- TASK BRIEF: Reproduce the entries below, replacing "marker" with "pin" wherever it occurs and keeping everything else the same.
#### EXERCISE DATA ####
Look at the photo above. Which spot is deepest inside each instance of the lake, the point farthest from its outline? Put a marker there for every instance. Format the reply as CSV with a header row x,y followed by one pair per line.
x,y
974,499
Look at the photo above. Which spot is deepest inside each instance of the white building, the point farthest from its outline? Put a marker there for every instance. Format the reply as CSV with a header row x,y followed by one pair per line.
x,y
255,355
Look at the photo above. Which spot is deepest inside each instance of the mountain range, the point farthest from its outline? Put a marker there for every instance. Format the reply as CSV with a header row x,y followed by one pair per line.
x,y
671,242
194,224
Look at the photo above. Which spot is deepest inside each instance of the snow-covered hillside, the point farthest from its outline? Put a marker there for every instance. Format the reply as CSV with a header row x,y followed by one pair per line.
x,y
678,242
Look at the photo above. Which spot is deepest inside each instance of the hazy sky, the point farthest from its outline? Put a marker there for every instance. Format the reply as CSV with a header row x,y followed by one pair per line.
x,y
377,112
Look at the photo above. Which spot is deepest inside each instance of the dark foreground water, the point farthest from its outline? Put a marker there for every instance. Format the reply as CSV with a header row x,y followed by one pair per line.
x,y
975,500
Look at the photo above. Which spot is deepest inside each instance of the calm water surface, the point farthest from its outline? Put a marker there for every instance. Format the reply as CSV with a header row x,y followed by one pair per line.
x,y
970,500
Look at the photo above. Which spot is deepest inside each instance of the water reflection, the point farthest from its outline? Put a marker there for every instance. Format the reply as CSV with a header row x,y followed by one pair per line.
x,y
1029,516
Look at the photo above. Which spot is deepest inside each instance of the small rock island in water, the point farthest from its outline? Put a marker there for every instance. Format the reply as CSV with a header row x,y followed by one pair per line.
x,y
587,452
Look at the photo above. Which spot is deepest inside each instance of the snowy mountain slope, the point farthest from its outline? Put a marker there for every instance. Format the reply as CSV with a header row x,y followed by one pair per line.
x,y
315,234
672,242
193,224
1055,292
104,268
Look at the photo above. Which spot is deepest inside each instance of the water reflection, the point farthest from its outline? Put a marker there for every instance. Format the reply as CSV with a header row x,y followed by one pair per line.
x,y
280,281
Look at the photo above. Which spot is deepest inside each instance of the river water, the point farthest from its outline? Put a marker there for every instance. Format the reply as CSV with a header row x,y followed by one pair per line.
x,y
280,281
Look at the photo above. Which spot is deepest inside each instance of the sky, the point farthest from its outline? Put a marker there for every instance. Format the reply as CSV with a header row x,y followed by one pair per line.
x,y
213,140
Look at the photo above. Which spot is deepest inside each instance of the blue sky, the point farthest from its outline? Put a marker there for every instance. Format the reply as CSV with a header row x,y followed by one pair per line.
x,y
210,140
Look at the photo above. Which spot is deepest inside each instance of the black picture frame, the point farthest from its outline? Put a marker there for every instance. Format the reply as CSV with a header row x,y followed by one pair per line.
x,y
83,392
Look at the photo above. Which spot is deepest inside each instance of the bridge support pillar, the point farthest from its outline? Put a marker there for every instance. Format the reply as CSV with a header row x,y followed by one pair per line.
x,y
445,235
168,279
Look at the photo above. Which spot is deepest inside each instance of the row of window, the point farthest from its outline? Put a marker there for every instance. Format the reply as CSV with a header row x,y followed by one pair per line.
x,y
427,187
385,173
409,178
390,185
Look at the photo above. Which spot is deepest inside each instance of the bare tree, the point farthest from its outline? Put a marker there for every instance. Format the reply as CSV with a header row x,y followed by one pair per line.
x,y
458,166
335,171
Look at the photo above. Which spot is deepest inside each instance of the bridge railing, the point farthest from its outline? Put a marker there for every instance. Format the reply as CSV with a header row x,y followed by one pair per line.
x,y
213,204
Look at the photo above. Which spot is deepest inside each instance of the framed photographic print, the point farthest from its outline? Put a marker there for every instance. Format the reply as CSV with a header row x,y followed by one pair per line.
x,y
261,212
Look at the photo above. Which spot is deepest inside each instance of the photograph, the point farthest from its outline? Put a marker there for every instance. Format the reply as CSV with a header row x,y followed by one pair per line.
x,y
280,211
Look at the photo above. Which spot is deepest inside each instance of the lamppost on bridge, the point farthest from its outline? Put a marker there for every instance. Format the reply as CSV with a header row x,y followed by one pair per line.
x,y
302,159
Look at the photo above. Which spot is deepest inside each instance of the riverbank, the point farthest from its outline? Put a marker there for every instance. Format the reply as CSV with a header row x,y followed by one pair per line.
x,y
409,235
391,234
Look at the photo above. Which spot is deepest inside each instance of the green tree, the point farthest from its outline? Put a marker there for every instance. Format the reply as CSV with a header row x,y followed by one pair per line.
####
- RESPONSE FOR THIS EXERCISE:
Look at the photo above. Which spot is deepest inside each instance of the lake, the point farthest from its outline? Put a pin there for every instance. Format the reply as CSV with a header row x,y followed by one pair per line.
x,y
974,499
Look at the photo above. Which spot is deepest inside each instance of the white building, the point farthest from its outline? Put a pin there for every instance. Format the reply as CSV with a header row x,y followed by one pair per line.
x,y
255,355
Look at the photo above. Which spot is deepest inside each instance of the mountain range, the point farthest from its outline? Put a pin there for every instance. Format the reply as CSV with a header row x,y followed by one pair per line.
x,y
671,242
194,224
Look at the photo above. Which spot is deepest inside each instance of the snow-covered hillside, the point farthest from its outline? Put a pin there for every instance. Format the reply as CSV with a header row x,y followed by one pair per line.
x,y
678,242
Look at the photo above. Which spot is deepest inside each instance of the hazy sky, the point farthest from its outline? Put a pin there for every instance. Format the reply as CSV with a header row x,y followed by one pair per line.
x,y
377,112
Look at the photo above. Which spot is deepest inside each instance of the dark foreground water, the point farthest from its outline? Put a pin there for every instance. Format the reply as CSV with a header row x,y followed by one pair per line.
x,y
975,500
Look at the photo above. Which spot is deepest inside each instance of the calm water surface, the point farthest from its outline? Put a pin there for every instance. Format the reply as CSV with a header row x,y followed by one pair per line.
x,y
970,500
Look at the photo above. Which spot is deepest inside each instance of the water reflection, the point farthest from its outline? Put a pin there for every instance. Format the reply as CSV with a header row x,y followed by one pair per line.
x,y
1029,516
Look at the photo above. Which spot is deepest inside each instance of the small rock island in water, the point farthest from its outline? Put a pin there for every instance. Format the reply as CSV with a header row x,y followed by one pair per line.
x,y
587,452
Look at the photo above. Which spot is deepest inside each instance of the snowy mountain slope, the point farthest from its outline? Put a pin there for every instance. Format the reply as CSV with a header row x,y followed by one pair per line.
x,y
315,234
672,242
193,224
1055,292
104,268
Look at the photo above. Which spot is deepest inside each instance of the water reflection, the point farthest from its outline? Put a pin there for every instance. Format the reply as CSV with a header row x,y followed by one pair per line.
x,y
280,281
Look at the photo above. Which spot is deepest inside each instance of the river water, the point farthest from its outline? Put a pin there for every instance. Format the reply as CSV with a header row x,y followed by one pair per line.
x,y
280,281
Look at the photo above. Which spot is deepest inside each instance of the sky, the point farthest from its outline? Put a pin there for every instance. Format the reply as CSV with a header row x,y followed by one pair per line.
x,y
213,140
Look at the photo above. Which spot is deepest inside each instance of the blue sky, the point farthest from its outline? Put a pin there for every instance. Format the reply as CSV with a header row x,y followed by one pair per line.
x,y
210,140
Look at the photo above. Which spot is deepest inside each instance of the black picture frame, the point farthest from its outline? Put a pin there for every instance. Format the reply as CSV with a header row x,y followed by one pair per line.
x,y
83,392
Look at the photo above. Which spot is deepest inside each instance of the bridge support pillar, the point farthest from its outline? Put a pin there for every instance. Format the reply as CSV with a header row x,y followed by one pair per line.
x,y
445,235
168,279
Look at the photo above. Which spot is deepest inside each instance of the row of window, the point farthest from its outline? Put a pin there for every instance. Format the reply as CSV with a header row x,y followed by one pair per line.
x,y
427,187
385,173
409,178
390,185
Look at the photo above. Which spot is deepest inside each instance of the bare tree, the point farthest from its outline? Put a pin there for every instance. Format the reply as CSV with a header row x,y followed by one pair per line.
x,y
458,166
335,171
Look at the photo above. Which spot is deepest inside each instance of the bridge railing, the point farthest from its outline? Put a pin there for every instance. Format the reply as CSV with a header row x,y followed by one pair per line.
x,y
213,204
Look at the photo above. Which spot is deepest inside each instance of the framed photographic print, the point farthest from its outline? Put a pin there for every instance. Format the reply as CSV with a header row x,y followed by one pair per line.
x,y
261,212
Look at the photo above. Which spot is deepest inside each instance of the photograph, the point farthest from its outline? Put a pin there for every instance. Format the reply as CSV with a header row x,y followed by one pair per line.
x,y
280,211
Look at the photo above. Which spot is deepest inside each instance of the lamppost on bridge, the point farthest from its outline? Put a pin there for every instance. Format the reply as CSV with a header row x,y followed by one pair per line.
x,y
302,159
Look at the photo above. Which spot is deepest inside each instance of the riverbank, the point farthest from its outline? Put a pin there for every instance. Format the reply as CSV with a header row x,y followed by one pair per line.
x,y
409,235
391,234
Look at the photo above. Which spot is deepest inside each instance of the green tree, the point farthest from its outline? Put a pin there for every instance. Format the reply as CSV with a header row x,y followed by one pair per line.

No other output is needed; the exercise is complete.